Task item:
Reproduce exactly the line that includes "x=278, y=41" and all lines after it, ending with the last line of the data.

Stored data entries
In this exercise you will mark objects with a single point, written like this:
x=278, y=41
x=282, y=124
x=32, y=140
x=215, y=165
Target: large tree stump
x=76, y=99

Response box:
x=278, y=41
x=282, y=124
x=32, y=140
x=215, y=165
Target: large tree stump
x=76, y=99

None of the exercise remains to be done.